- ASSIGNMENT: When you reach the line with "Target: flower bed" in the listing below, transcribe it and each line after it up to and including the line with "Target: cloud", exactly and with nothing else.

- INPUT DATA:
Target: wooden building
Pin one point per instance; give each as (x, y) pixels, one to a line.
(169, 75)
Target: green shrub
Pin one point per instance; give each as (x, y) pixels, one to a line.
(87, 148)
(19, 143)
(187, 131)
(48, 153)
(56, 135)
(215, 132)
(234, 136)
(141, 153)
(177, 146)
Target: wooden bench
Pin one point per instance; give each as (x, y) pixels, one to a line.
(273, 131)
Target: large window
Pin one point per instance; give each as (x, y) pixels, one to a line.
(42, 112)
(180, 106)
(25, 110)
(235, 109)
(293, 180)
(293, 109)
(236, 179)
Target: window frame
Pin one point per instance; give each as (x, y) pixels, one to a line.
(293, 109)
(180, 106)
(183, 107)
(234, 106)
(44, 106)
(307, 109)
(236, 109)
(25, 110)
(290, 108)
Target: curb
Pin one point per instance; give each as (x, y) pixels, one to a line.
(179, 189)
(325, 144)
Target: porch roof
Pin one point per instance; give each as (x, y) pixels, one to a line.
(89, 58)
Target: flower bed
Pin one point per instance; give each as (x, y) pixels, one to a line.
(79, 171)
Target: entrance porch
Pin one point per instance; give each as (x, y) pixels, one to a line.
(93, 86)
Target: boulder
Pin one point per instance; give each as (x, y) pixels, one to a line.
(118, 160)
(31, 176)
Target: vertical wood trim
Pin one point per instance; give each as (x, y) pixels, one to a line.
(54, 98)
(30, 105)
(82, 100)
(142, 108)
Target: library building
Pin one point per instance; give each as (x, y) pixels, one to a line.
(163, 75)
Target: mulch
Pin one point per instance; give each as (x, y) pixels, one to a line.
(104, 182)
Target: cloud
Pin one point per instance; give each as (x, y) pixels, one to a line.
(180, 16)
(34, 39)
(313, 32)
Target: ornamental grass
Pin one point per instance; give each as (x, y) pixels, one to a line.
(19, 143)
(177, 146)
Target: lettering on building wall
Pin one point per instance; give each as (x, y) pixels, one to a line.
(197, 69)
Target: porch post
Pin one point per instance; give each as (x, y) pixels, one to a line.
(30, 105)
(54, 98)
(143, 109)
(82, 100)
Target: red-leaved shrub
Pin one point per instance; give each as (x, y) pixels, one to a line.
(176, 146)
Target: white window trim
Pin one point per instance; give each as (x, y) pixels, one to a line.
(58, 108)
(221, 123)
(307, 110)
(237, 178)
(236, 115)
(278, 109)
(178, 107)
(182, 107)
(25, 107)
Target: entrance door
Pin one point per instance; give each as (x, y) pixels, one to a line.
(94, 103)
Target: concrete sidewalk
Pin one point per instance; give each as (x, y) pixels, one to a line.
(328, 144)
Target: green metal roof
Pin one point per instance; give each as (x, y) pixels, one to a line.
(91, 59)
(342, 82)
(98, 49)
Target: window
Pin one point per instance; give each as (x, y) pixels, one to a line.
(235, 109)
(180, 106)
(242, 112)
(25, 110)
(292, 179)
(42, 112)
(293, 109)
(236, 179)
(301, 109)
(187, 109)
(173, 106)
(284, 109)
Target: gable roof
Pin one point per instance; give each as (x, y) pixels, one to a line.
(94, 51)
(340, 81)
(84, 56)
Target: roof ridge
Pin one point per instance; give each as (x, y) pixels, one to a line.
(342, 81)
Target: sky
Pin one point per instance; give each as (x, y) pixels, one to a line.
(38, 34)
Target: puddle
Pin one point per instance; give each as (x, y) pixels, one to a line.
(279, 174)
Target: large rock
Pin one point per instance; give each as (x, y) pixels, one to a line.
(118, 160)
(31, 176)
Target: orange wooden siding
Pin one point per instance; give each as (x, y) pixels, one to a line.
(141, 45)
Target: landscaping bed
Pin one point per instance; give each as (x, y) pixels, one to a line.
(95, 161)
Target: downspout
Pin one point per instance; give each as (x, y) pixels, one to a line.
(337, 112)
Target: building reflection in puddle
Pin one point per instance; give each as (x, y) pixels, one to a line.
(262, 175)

- EXERCISE RESPONSE:
Target: flower bed
Pin one point per instance; give each as (x, y) pixels, one to a line.
(79, 171)
Target: entrance porch
Pin one point per instance; give each as (x, y) pixels, one to a line.
(93, 86)
Target: boulder
Pin one point per instance; give each as (x, y) pixels, one to a line.
(118, 160)
(31, 176)
Target: vertical wood trim
Pin one point per instance; give each as (x, y) pixels, one to a line.
(54, 98)
(30, 105)
(82, 100)
(142, 108)
Target: library building
Pin one point per instance; give each as (x, y) pixels, one to a line.
(163, 75)
Target: mulch
Pin one point per instance; give each as (x, y) pixels, one to a line.
(104, 182)
Target: cloud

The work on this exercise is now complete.